Material provided =
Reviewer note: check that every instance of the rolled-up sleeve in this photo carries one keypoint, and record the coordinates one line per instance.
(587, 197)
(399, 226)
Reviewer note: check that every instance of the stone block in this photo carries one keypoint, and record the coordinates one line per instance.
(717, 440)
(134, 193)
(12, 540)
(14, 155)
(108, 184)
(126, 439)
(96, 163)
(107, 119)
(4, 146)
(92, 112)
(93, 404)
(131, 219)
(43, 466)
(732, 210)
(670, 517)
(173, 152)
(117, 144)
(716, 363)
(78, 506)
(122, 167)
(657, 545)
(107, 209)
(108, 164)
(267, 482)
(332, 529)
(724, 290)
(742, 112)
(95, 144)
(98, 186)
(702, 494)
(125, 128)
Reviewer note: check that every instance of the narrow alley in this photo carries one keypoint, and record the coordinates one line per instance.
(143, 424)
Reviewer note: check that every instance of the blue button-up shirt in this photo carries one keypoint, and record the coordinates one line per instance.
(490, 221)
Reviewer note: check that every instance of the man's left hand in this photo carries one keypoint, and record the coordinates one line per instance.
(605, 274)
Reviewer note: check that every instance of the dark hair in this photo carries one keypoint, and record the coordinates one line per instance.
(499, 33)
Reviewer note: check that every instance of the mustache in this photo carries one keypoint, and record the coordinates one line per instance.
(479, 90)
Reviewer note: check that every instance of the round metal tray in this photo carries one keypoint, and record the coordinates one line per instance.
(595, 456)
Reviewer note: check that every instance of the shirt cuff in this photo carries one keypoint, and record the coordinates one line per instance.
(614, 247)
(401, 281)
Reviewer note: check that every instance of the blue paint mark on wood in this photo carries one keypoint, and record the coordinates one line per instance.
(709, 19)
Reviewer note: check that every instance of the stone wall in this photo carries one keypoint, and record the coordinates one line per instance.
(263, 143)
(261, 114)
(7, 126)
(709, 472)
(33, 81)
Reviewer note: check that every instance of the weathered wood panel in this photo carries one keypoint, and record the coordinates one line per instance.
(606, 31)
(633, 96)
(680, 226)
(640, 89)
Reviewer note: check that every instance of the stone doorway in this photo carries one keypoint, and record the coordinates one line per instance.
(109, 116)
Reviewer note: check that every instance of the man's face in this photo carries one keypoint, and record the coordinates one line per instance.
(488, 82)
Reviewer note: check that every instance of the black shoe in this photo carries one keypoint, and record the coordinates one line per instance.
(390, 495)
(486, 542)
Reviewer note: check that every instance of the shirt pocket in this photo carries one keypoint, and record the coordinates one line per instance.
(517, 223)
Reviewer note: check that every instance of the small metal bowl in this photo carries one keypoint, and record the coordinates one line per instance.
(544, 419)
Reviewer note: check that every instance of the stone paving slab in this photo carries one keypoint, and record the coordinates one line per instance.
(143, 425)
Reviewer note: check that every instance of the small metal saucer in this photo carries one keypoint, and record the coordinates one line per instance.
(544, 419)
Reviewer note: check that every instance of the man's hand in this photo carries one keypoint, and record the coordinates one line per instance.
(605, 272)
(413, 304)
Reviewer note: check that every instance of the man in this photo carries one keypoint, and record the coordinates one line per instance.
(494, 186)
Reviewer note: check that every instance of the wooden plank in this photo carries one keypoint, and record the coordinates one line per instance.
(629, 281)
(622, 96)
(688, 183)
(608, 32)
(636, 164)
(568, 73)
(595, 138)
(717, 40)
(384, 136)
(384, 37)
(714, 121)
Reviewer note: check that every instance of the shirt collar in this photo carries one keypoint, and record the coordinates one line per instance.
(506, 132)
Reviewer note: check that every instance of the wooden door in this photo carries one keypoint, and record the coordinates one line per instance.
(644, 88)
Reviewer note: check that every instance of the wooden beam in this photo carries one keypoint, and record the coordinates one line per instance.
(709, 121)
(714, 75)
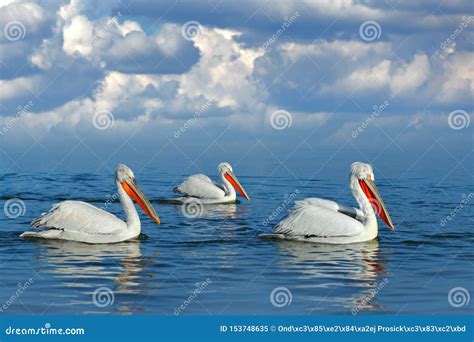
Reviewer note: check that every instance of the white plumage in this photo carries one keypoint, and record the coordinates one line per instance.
(202, 188)
(80, 221)
(319, 220)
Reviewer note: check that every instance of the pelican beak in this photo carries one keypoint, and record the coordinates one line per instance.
(133, 190)
(230, 176)
(370, 190)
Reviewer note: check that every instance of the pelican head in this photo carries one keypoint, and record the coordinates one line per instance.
(363, 174)
(126, 178)
(227, 172)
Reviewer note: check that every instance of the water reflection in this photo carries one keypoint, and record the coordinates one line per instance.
(351, 274)
(85, 267)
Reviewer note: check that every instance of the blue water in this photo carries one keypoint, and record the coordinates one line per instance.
(220, 253)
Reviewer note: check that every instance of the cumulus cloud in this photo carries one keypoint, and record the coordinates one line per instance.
(78, 58)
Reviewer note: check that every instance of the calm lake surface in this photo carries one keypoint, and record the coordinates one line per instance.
(216, 264)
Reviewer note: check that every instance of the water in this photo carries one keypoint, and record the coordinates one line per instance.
(221, 256)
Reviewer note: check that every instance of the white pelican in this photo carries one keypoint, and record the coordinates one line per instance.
(319, 220)
(206, 191)
(80, 221)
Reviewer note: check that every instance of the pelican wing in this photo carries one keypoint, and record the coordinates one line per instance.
(79, 217)
(314, 217)
(200, 186)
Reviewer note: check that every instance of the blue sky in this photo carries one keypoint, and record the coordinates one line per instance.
(179, 85)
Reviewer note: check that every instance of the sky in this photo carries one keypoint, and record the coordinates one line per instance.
(271, 86)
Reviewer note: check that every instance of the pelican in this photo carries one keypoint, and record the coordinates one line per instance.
(80, 221)
(203, 189)
(319, 220)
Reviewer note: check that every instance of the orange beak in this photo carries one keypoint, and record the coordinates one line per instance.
(370, 190)
(236, 184)
(133, 190)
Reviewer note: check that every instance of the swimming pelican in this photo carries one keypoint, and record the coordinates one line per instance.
(206, 191)
(80, 221)
(319, 220)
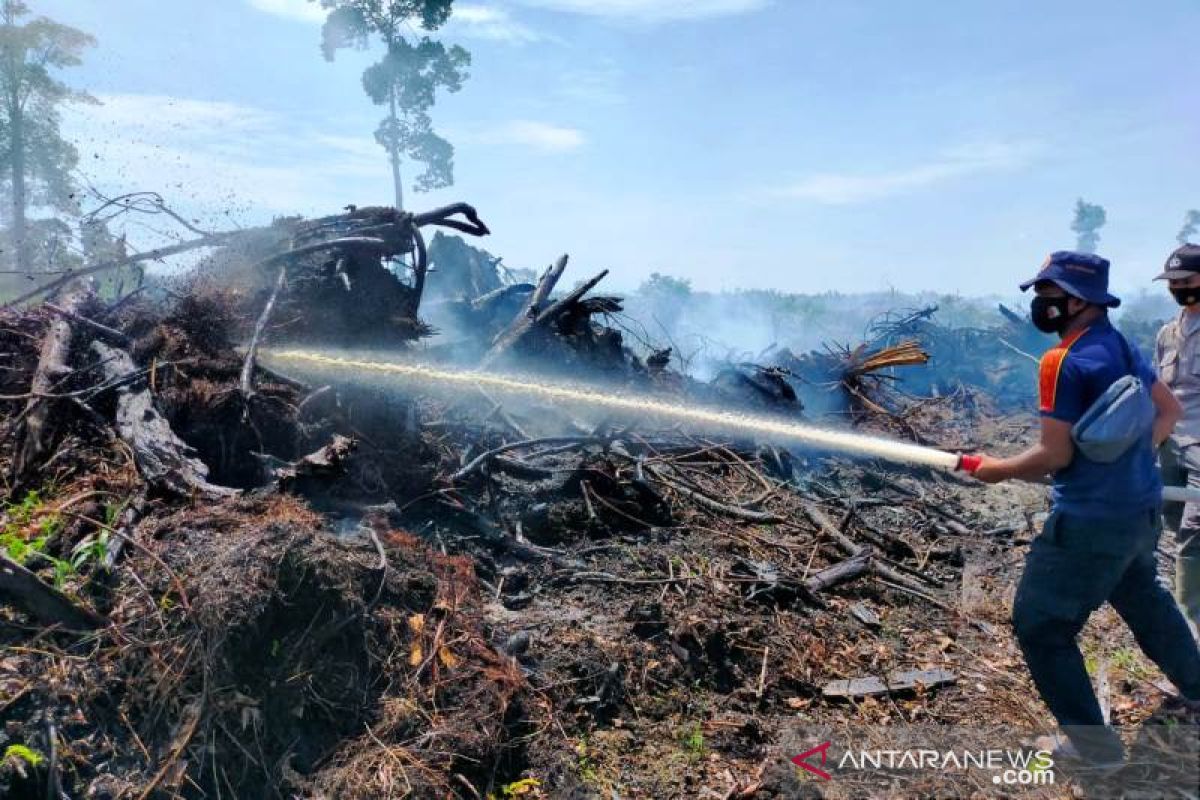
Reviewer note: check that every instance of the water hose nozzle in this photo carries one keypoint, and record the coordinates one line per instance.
(969, 463)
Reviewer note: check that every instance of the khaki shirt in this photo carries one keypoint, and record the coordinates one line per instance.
(1177, 362)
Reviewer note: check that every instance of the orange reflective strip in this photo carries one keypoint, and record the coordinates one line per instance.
(1050, 370)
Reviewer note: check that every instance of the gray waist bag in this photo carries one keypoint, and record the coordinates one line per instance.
(1117, 420)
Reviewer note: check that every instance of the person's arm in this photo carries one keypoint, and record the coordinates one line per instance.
(1169, 409)
(1053, 452)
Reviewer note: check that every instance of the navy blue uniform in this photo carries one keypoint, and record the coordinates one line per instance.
(1097, 546)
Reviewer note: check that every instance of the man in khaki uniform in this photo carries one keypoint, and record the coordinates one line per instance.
(1177, 361)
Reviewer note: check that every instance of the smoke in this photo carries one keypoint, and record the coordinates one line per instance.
(1191, 224)
(1089, 220)
(708, 330)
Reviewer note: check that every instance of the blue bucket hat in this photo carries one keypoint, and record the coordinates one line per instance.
(1083, 275)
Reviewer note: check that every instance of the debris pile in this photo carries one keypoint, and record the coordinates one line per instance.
(222, 581)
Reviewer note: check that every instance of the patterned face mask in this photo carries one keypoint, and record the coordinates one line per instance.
(1050, 314)
(1187, 296)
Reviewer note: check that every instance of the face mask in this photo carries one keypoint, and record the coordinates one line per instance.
(1050, 314)
(1188, 296)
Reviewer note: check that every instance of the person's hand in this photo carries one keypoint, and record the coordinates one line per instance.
(989, 470)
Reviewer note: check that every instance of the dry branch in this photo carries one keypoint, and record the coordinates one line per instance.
(528, 314)
(33, 437)
(46, 603)
(162, 457)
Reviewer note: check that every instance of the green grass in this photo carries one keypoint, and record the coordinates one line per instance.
(29, 527)
(24, 753)
(693, 741)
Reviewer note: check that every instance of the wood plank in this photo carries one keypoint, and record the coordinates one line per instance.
(897, 681)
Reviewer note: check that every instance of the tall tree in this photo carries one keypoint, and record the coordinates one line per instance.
(1089, 220)
(1191, 224)
(405, 80)
(39, 160)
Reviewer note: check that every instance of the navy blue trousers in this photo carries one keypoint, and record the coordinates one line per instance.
(1077, 565)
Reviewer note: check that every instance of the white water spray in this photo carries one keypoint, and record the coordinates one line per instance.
(708, 419)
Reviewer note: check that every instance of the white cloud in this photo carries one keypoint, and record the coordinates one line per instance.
(489, 23)
(300, 10)
(600, 85)
(651, 11)
(531, 133)
(847, 188)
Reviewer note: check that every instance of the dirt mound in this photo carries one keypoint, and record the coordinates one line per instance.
(253, 654)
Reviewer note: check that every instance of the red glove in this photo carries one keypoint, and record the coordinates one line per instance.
(969, 462)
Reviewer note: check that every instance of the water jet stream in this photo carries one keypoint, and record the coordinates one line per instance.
(708, 419)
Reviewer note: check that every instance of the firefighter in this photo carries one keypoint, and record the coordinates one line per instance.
(1098, 543)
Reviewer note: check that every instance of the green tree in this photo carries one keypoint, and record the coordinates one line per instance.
(39, 160)
(1087, 223)
(1191, 223)
(405, 80)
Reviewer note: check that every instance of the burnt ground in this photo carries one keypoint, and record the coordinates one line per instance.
(618, 612)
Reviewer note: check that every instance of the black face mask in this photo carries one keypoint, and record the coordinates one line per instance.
(1188, 296)
(1050, 314)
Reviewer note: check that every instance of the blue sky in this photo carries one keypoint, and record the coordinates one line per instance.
(802, 145)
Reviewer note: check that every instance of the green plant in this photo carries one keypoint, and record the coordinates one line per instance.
(693, 740)
(585, 765)
(21, 752)
(1127, 659)
(90, 549)
(527, 787)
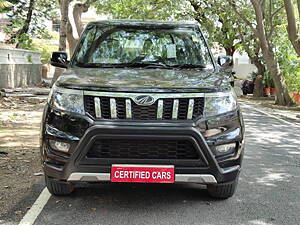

Challenge =
Please output the data between the line containing "Reviewer note: check that every instance of the sky" and the line containing "(1177, 362)", inclusive, as a JSON list of strings with one string per line. Skip blank lines and leave out the pictures.

Correct output =
[
  "Reviewer note: check that every instance of the sky in this photo carries one keypoint, and record the coordinates one line per instance.",
  "(271, 86)",
  "Reviewer note: check that every instance of the pelican in this photo carries one keypoint, and record the coordinates one line per instance.",
  "(80, 221)",
  "(203, 189)",
  "(319, 220)",
  "Reviewer note: check that every instance of the orange beak in this photo carries one keypoint, and record the coordinates one line per instance.",
  "(370, 190)",
  "(236, 184)",
  "(133, 190)",
  "Reviewer note: check that every instance of the swimming pelican in this photo carries one keypoint, and record the coordinates one line per instance.",
  "(206, 191)",
  "(80, 221)",
  "(319, 220)",
  "Reviewer note: check that every instance of the water hose nozzle in this photo carries one keypoint, and record the coordinates one line per instance.",
  "(969, 463)",
  "Reviewer note: check that every instance of the khaki shirt in this photo carries one keypoint, and record the coordinates one line per instance.",
  "(1177, 362)"
]